-------- Data lines

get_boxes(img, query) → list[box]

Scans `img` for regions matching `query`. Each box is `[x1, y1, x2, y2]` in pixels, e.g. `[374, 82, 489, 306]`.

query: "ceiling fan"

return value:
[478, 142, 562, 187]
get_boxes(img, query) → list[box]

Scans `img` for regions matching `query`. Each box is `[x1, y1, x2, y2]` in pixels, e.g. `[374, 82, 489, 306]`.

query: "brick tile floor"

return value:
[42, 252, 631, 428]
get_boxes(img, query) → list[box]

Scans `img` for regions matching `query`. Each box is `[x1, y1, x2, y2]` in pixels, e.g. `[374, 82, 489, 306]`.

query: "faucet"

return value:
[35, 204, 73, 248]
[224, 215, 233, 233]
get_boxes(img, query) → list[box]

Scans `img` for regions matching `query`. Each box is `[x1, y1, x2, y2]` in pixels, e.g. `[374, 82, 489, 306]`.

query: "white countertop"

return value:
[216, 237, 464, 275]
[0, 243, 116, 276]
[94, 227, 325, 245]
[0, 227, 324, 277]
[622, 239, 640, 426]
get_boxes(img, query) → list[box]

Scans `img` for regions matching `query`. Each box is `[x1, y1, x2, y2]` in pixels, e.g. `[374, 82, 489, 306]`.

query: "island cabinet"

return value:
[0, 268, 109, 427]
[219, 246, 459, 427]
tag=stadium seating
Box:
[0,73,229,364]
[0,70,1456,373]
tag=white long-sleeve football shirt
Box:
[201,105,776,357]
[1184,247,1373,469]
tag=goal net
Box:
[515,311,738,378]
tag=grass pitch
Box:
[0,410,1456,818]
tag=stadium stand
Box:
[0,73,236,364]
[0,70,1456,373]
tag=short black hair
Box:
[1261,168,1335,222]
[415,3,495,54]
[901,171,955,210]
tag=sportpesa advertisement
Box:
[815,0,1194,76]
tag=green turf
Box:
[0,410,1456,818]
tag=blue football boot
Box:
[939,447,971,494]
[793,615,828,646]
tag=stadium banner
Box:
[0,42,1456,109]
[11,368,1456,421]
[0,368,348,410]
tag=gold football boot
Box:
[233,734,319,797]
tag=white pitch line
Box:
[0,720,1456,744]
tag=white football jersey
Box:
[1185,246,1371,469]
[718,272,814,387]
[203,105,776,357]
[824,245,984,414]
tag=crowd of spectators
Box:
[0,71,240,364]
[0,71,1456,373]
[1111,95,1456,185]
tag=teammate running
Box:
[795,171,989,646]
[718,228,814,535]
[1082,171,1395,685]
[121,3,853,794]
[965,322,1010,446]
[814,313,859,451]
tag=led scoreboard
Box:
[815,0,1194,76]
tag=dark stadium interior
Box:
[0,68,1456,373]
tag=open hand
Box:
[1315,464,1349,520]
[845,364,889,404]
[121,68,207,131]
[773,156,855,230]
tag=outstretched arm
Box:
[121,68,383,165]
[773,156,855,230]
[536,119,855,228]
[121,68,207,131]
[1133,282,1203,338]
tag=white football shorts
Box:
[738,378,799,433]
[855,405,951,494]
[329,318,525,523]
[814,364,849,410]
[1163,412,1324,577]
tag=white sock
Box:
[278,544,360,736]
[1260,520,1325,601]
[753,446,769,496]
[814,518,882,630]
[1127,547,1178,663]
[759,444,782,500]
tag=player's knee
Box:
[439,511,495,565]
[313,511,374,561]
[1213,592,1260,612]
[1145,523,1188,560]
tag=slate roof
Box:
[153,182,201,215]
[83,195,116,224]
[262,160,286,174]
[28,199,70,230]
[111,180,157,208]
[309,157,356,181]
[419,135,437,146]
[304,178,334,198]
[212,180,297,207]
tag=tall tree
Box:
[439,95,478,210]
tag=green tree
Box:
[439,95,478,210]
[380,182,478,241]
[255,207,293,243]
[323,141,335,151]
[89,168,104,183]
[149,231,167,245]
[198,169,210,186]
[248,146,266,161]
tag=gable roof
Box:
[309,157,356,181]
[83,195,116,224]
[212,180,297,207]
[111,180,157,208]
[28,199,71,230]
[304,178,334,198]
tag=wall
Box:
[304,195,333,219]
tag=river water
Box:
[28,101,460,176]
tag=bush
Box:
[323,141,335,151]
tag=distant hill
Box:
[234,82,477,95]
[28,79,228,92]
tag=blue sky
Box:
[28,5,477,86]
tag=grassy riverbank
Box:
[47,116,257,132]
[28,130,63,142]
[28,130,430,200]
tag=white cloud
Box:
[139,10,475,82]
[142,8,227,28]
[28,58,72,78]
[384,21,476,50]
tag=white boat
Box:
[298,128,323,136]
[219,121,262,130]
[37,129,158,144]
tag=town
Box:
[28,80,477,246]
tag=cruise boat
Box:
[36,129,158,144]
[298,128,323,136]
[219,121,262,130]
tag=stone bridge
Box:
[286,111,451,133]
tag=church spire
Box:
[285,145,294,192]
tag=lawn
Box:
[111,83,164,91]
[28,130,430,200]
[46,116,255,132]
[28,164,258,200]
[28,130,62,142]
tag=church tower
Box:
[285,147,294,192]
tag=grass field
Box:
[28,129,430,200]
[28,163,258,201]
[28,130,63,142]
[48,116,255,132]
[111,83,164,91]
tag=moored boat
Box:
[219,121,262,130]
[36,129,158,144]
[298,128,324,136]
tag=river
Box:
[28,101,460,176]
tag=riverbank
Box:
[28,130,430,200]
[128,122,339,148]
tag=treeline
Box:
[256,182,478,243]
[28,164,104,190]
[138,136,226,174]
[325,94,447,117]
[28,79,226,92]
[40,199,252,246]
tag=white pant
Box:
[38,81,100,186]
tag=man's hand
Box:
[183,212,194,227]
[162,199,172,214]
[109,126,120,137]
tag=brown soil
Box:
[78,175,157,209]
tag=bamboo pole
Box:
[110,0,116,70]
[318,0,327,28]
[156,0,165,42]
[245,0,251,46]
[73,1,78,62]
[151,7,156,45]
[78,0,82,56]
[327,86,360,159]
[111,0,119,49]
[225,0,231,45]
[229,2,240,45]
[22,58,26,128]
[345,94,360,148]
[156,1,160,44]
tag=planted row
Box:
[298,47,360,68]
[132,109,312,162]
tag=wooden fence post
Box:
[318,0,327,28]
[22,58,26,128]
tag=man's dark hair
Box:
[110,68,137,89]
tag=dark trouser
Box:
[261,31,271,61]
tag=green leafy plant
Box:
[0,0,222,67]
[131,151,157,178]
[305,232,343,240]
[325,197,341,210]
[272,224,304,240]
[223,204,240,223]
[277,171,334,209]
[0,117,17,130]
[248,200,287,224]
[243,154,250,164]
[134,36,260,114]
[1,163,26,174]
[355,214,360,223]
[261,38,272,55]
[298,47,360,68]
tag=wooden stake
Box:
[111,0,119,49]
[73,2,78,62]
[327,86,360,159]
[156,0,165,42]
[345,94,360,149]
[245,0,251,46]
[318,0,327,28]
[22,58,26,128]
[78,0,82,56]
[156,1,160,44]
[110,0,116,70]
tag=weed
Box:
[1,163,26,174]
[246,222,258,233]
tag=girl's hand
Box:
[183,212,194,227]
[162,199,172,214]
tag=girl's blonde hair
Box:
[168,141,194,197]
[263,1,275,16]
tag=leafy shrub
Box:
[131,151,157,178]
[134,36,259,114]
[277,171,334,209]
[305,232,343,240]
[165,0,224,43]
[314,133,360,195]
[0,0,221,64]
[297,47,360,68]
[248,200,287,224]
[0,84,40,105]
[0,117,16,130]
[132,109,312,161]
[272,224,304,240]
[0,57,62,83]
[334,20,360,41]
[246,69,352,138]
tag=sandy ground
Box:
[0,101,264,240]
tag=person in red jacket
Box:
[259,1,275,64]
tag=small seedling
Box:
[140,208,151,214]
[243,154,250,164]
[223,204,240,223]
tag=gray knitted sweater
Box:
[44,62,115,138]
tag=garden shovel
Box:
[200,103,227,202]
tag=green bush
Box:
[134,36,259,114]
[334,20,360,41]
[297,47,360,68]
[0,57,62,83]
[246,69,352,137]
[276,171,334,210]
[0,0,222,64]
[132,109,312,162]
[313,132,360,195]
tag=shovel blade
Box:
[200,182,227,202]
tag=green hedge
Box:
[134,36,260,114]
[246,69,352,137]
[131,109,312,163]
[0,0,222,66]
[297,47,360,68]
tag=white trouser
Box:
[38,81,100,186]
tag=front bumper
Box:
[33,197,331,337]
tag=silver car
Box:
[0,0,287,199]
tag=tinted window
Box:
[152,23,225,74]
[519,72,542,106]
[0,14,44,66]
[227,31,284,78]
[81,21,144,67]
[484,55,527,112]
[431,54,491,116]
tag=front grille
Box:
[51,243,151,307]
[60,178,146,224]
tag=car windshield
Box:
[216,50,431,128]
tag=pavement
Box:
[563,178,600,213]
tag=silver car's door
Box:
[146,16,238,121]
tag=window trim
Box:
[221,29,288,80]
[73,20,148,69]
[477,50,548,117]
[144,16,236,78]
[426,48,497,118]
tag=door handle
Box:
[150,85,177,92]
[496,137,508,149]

----------------

Written exercise
Rewrite the stretch of items from the start through the line containing "[1111,95,1456,185]", substituting "soccer" for every occurrence of "football" and leaving everything else unchanged.

The output
get_boxes(img, query) → list[box]

Scans `img` for regions matching `query`. Each box is `[x1, y1, x2, y2]` in pixels, e.g. `[374, 82, 489, 306]`.

query: "ceiling fan"

return value:
[478, 142, 562, 187]
get_boxes(img, query) → list[box]

Scans `img` for regions matching `query`. Each box is `[x1, y1, x2, y2]` in pixels, e.g. `[374, 82, 489, 306]`.

query: "brick tile floor"

return value:
[42, 252, 631, 428]
get_boxes(img, query) → list[box]

Scans `img` for regions matching `query`. Each box is `[x1, y1, x2, y2]` in pixels, e.g. `[374, 82, 489, 306]`.

query: "faucet"

return value:
[35, 204, 73, 248]
[224, 215, 233, 233]
get_boxes(img, query) → list[box]

Scans `img` for regions matching `query`. Each box is `[x1, y1, x2, y2]` in pixels, e.g. `[374, 82, 489, 306]`.

query: "white countertop"

return value:
[216, 237, 464, 275]
[0, 243, 116, 276]
[94, 227, 325, 245]
[0, 227, 324, 277]
[622, 239, 640, 426]
get_boxes(img, query) → list[box]

Scans `img` for regions matching `query`. Each box is `[x1, y1, x2, y2]` in pixels, e.g. `[374, 82, 489, 306]`.

query: "island cabinet"

return value:
[0, 268, 109, 427]
[219, 246, 459, 427]
tag=stadium seating
Box:
[0,73,229,364]
[0,70,1456,373]
tag=white long-sleeve soccer shirt
Box:
[201,105,776,357]
[1184,247,1373,469]
tag=goal net
Box:
[515,311,738,378]
tag=grass pitch
Box:
[0,410,1456,818]
tag=stadium stand
Box:
[0,73,236,364]
[0,70,1456,373]
tag=short black hair
Box:
[1261,168,1335,222]
[415,3,495,54]
[901,171,955,210]
tag=sportpesa advertisement
Box:
[815,0,1194,76]
tag=green turf
Box:
[0,410,1456,818]
tag=blue soccer boot
Box:
[939,447,971,494]
[793,615,828,646]
tag=stadium banner
Box:
[0,42,1456,109]
[11,368,1456,421]
[0,368,348,410]
tag=gold soccer boot
Box:
[233,734,319,797]
tag=white pitch line
Box:
[0,720,1456,744]
tag=white soccer jersey
Box:
[1185,246,1371,469]
[718,272,814,387]
[203,105,776,357]
[824,245,984,414]
tag=crowd of spectators
Box:
[0,71,240,364]
[0,71,1456,373]
[1111,95,1456,185]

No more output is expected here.